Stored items
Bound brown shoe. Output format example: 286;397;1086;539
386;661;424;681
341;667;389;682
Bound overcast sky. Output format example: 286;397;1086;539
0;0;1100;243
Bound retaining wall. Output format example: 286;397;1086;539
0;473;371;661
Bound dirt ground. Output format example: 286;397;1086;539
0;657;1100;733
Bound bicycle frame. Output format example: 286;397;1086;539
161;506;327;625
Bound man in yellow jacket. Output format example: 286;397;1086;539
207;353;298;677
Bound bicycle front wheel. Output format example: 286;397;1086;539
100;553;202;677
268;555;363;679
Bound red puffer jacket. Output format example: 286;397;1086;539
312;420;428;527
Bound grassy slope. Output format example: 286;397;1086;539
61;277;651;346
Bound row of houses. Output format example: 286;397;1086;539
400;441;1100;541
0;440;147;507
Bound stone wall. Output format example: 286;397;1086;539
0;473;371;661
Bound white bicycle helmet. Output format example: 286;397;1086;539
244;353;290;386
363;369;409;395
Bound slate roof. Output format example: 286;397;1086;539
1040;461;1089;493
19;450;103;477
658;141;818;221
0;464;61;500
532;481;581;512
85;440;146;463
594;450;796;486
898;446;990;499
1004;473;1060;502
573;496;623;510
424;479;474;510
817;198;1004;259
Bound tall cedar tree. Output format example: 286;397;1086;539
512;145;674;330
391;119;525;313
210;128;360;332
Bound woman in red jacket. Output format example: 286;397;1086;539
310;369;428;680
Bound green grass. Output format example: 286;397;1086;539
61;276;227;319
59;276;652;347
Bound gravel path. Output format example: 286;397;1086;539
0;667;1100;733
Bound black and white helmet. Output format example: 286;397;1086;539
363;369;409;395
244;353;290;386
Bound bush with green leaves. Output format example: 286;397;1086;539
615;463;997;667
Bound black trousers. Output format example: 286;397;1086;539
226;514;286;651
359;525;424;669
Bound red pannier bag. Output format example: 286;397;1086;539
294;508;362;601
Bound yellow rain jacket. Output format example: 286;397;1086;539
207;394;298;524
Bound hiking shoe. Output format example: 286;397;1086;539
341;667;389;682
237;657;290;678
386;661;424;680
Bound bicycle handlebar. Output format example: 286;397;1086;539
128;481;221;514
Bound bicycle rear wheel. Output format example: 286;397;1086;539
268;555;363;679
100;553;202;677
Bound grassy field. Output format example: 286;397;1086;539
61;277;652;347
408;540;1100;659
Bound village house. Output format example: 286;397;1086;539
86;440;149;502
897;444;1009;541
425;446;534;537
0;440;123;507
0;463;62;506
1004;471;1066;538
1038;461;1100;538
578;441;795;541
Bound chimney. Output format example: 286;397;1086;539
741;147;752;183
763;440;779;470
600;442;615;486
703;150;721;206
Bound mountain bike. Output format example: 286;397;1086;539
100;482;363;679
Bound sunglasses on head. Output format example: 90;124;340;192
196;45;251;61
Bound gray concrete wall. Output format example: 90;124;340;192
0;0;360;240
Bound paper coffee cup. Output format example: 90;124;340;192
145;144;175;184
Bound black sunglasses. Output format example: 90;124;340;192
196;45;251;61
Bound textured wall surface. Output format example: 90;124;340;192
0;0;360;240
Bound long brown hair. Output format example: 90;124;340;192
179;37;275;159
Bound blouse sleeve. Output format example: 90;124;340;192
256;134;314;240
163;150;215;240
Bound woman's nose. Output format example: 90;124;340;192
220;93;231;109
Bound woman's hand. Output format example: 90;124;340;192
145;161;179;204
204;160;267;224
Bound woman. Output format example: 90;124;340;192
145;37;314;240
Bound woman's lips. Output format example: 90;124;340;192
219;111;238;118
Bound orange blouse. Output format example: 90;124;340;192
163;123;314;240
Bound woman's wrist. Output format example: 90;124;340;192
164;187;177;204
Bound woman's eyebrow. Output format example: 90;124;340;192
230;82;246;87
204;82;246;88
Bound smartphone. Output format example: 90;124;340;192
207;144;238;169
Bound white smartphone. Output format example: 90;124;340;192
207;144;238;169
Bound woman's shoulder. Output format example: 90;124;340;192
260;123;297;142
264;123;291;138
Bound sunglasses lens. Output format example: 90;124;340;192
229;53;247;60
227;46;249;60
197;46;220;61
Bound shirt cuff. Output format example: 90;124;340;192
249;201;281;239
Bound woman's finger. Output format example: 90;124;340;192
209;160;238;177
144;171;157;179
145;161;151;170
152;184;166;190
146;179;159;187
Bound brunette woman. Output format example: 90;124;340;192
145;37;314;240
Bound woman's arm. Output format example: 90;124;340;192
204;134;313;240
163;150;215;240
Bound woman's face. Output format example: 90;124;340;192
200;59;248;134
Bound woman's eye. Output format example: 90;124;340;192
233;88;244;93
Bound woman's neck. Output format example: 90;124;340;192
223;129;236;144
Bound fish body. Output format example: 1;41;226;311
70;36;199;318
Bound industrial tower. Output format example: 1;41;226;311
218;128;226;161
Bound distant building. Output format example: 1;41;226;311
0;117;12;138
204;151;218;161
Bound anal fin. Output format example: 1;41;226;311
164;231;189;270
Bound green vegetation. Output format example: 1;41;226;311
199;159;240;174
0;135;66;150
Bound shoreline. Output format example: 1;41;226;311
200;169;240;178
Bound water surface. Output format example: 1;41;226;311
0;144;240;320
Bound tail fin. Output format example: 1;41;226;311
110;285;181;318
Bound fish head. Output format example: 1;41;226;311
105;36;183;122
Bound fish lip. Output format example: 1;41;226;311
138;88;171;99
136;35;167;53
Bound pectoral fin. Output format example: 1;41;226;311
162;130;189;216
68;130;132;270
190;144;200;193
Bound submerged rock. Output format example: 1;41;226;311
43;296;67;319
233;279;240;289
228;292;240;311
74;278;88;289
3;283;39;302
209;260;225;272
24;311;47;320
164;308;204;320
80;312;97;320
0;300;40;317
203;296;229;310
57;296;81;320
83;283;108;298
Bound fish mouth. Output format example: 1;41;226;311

- _Problem requirements_:
Reproduce the section of the stored items above that opens with the line containing "Bound bicycle handlebar." and closes with the line containing "408;540;1100;659", requests included. Offset every coordinate in the answers by -136.

- _Final result_:
Bound bicycle handlebar. Output format example: 286;397;1086;539
-8;345;85;378
Bound bicycle rear wheel. Output format example: 286;397;1086;539
132;419;227;543
-36;417;66;541
Bound grassy field. Output format example: 286;397;1086;539
-75;141;516;211
272;404;964;523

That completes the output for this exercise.